Out of the data below, copy every line with the string "queried".

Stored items
——

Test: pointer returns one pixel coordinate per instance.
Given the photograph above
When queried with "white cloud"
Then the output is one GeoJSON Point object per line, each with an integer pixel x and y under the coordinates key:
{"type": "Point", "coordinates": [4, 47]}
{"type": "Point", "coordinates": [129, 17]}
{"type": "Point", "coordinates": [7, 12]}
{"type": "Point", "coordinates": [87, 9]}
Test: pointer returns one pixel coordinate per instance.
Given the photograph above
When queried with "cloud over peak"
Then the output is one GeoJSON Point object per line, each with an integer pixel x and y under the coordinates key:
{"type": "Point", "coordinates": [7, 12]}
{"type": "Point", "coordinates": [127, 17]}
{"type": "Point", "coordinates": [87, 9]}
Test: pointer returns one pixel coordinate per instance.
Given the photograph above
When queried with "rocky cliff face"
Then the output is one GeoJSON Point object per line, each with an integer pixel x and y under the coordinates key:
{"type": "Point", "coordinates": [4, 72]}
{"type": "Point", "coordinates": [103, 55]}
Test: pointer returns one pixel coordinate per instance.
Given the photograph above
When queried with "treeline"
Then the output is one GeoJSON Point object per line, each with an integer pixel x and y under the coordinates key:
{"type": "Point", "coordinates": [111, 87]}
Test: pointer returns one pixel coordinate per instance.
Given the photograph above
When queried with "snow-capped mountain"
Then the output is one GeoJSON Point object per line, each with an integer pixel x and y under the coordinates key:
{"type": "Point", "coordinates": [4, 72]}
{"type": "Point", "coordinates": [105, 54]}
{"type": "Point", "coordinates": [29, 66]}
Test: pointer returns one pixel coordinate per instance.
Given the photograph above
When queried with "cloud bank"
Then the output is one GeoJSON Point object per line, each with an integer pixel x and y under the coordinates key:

——

• **Exercise result**:
When queried with "white cloud"
When queried with "cloud over peak"
When queried with "rocky cliff face"
When queried with "treeline"
When queried with "snow-capped mountain"
When queried with "cloud bank"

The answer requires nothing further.